Requirement: Output every record word for word.

Records for this exercise:
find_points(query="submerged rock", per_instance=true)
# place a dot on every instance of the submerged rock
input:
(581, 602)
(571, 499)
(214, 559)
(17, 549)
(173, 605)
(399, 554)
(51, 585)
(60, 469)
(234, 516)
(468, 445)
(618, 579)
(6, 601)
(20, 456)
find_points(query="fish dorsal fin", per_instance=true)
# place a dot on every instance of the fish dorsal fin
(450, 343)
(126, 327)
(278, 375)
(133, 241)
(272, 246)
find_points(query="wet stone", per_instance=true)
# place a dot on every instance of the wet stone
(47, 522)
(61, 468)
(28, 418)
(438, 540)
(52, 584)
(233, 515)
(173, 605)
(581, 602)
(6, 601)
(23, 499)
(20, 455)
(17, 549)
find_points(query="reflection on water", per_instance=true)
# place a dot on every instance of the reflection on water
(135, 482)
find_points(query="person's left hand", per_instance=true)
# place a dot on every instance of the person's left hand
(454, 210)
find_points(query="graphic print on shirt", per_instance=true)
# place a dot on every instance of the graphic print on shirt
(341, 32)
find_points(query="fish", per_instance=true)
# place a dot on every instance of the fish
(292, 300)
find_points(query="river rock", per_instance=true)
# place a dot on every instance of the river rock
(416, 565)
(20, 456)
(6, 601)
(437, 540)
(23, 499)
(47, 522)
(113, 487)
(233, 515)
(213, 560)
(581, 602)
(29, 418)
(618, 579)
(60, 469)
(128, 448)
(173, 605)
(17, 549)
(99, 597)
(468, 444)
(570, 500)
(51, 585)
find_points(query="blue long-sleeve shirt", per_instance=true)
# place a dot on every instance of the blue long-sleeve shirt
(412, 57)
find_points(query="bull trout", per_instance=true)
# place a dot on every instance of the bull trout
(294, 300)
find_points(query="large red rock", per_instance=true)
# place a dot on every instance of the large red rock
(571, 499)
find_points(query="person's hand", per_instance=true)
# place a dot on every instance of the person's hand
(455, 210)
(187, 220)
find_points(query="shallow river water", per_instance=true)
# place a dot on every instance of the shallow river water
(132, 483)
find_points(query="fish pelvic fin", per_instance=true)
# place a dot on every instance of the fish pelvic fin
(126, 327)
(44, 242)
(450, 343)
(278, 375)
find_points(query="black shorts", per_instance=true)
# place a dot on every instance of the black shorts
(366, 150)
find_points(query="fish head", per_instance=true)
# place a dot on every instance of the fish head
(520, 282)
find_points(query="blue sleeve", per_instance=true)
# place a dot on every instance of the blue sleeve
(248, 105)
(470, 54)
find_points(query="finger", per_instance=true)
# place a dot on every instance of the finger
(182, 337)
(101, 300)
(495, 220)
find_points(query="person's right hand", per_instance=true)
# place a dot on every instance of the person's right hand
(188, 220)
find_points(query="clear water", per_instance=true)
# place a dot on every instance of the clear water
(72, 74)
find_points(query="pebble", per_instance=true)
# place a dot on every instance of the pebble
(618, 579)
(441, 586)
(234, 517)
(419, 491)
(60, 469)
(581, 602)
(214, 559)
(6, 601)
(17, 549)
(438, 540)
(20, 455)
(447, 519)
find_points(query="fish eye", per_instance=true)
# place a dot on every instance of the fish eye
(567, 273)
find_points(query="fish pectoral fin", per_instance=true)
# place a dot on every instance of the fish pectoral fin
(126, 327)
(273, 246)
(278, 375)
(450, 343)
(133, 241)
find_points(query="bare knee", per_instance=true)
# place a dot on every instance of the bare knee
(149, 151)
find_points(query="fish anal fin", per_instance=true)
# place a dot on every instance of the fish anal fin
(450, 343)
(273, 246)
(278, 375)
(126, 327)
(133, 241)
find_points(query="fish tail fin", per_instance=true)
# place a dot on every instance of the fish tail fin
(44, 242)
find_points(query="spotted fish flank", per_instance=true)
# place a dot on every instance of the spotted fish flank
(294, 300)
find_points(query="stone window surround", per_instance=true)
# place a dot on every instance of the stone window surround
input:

Result of this task:
find_points(query="submerged rock", per_instance=true)
# place a dot on every instance of the submerged rock
input:
(581, 602)
(571, 499)
(214, 559)
(17, 549)
(173, 605)
(399, 554)
(51, 585)
(60, 469)
(234, 516)
(468, 445)
(618, 579)
(6, 601)
(20, 456)
find_points(query="fish dorsal fin", per_instance=true)
# place a dot on every instance of the fish dorsal fin
(450, 343)
(126, 327)
(278, 375)
(133, 241)
(272, 246)
find_points(query="wet stone", per_instance=true)
# place a dot on every instance of the wet stone
(47, 522)
(61, 468)
(28, 418)
(438, 540)
(52, 584)
(233, 515)
(173, 605)
(581, 602)
(6, 601)
(23, 499)
(20, 455)
(17, 549)
find_points(query="reflection on water", per_instance=true)
# place a dot on every instance of the reflection on water
(135, 482)
find_points(query="person's left hand", per_instance=true)
# place a dot on every instance of the person's left hand
(454, 210)
find_points(query="graphic print on shirt", per_instance=true)
# place a dot on every instance of the graphic print on shirt
(341, 32)
find_points(query="fish", per_instance=true)
# place a dot on every instance of the fish
(292, 300)
find_points(query="river rock", per_instance=true)
# place a dot on every instance of the river rock
(416, 565)
(20, 456)
(6, 601)
(437, 540)
(23, 499)
(47, 522)
(113, 487)
(233, 515)
(213, 560)
(581, 602)
(29, 418)
(618, 579)
(60, 469)
(128, 448)
(173, 605)
(17, 549)
(99, 597)
(468, 444)
(570, 500)
(51, 585)
find_points(query="blue long-sleeve shirt", per_instance=true)
# place a dot on every instance of the blue long-sleeve shirt
(412, 57)
find_points(query="bull trout", per_instance=true)
# place a dot on every instance of the bull trout
(294, 300)
find_points(query="large red rock", per_instance=true)
# place a dot on every instance of the large red rock
(571, 499)
find_points(query="person's hand", per_instance=true)
# place a dot on every instance of the person's hand
(455, 210)
(187, 220)
find_points(query="shallow river water", per_instance=true)
# place a dot on every instance of the shallow river water
(132, 483)
find_points(query="fish pelvic fin", per_instance=true)
# place a dot on every instance of the fish pelvic fin
(126, 327)
(44, 242)
(450, 343)
(278, 375)
find_points(query="black shorts", per_instance=true)
# place a dot on every instance of the black shorts
(366, 150)
find_points(query="fish head", per_instance=true)
# place a dot on every instance of the fish head
(520, 282)
find_points(query="blue sleeve", per_instance=true)
# place a dot on every instance of the blue sleeve
(248, 105)
(470, 54)
find_points(query="finger", per_instance=true)
# place a dot on every instance of the finger
(182, 337)
(101, 300)
(495, 220)
find_points(query="person's right hand", per_instance=true)
# place a dot on every instance of the person's right hand
(188, 220)
find_points(query="clear water", per_instance=true)
# place a dot on every instance of the clear water
(72, 74)
find_points(query="pebble", per_instance=true)
# place a dot on every instance of the pebble
(618, 579)
(441, 586)
(234, 517)
(419, 491)
(60, 469)
(581, 602)
(214, 559)
(6, 601)
(17, 549)
(438, 540)
(20, 455)
(447, 519)
find_points(query="fish eye", per_instance=true)
# place a dot on every instance of the fish eye
(567, 273)
find_points(query="fish pectoral fin", per_instance=true)
# place a dot on every instance of the fish pectoral fin
(126, 327)
(273, 246)
(278, 375)
(450, 343)
(133, 241)
find_points(query="bare knee", per_instance=true)
# place a dot on every instance of the bare knee
(149, 151)
find_points(query="fish anal fin", per_instance=true)
# place a dot on every instance of the fish anal fin
(450, 343)
(273, 246)
(278, 375)
(126, 327)
(133, 241)
find_points(query="fish tail fin", per_instance=true)
# place a dot on every instance of the fish tail fin
(44, 242)
find_points(query="spotted fish flank", per_instance=true)
# place a dot on every instance of the spotted fish flank
(294, 300)
find_points(query="stone window surround", per_instance=true)
# place a dot on every instance of the stone window surround
input:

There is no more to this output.